Among the lines below, restate word for word only those from the line with "Pixel coordinates per instance, written like (74,81)." through the line with "Pixel coordinates per instance, written like (48,204).", with both end lines kept.

* [Records shown]
□ □ □ □ □ □ □

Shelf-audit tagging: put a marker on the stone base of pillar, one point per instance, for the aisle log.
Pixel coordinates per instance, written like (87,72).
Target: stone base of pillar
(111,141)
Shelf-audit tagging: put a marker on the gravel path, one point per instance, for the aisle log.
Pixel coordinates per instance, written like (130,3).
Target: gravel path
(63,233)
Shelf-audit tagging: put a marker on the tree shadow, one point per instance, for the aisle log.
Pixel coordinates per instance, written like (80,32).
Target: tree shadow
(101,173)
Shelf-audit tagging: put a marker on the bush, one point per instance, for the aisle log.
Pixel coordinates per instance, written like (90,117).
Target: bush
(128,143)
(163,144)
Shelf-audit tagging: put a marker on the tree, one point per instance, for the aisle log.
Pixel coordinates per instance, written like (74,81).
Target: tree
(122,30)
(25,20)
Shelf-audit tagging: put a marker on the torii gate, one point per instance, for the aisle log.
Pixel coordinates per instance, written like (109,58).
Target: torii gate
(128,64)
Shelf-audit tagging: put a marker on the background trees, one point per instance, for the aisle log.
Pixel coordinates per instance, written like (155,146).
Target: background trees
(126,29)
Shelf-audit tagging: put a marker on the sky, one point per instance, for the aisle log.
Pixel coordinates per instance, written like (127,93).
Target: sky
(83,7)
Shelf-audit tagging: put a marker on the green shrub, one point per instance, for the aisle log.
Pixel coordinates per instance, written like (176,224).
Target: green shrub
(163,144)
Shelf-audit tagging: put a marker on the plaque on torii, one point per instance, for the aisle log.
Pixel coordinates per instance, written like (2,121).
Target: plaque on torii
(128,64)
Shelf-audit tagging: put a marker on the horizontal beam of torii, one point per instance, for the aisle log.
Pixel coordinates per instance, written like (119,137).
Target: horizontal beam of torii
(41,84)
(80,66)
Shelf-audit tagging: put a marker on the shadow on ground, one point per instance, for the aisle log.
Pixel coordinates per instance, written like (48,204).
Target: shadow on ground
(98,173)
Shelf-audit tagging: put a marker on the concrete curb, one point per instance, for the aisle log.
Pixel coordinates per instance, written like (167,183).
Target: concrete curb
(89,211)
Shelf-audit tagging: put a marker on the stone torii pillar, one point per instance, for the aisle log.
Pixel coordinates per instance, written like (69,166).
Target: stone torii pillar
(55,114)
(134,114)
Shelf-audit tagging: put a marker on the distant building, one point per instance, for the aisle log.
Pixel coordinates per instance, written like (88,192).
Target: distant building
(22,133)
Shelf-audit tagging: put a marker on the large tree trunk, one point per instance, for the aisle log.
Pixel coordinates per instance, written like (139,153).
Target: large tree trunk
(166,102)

□ □ □ □ □ □ □

* [Answer to the exercise]
Pixel coordinates per instance, written like (74,81).
Target: tree
(122,30)
(25,20)
Shelf-audit tagging: put a marker on the torii gate, one point per instance, for the aisle log.
Pixel coordinates per instance, written like (109,58).
Target: torii gate
(128,64)
Shelf-audit tagging: put a marker on the background trees, one point per instance, for the aisle log.
Pixel coordinates per instance, written like (155,146).
Target: background trees
(126,29)
Shelf-audit tagging: put a marker on the sky, one point per instance, for the aisle log.
Pixel coordinates per instance, written like (127,93).
Target: sky
(83,7)
Shelf-audit tagging: put a marker on the green shrub, one point per instance, for the aisle log.
Pixel coordinates per instance, written like (176,224).
Target: green shrub
(163,144)
Shelf-audit tagging: put a marker on the plaque on torii, one point per instance, for the aisle log.
Pixel coordinates per instance, written like (2,121).
Target: plaque on torii
(128,64)
Shelf-audit tagging: put a marker on the horizontal beam of torii, one point per instance, for the aisle log.
Pixel coordinates per instance, written like (119,137).
Target: horizontal beam of torii
(41,84)
(80,66)
Shelf-audit tagging: put a marker on the shadow on ground, one point per instance, for the aisle log.
Pixel coordinates per instance, written like (48,204).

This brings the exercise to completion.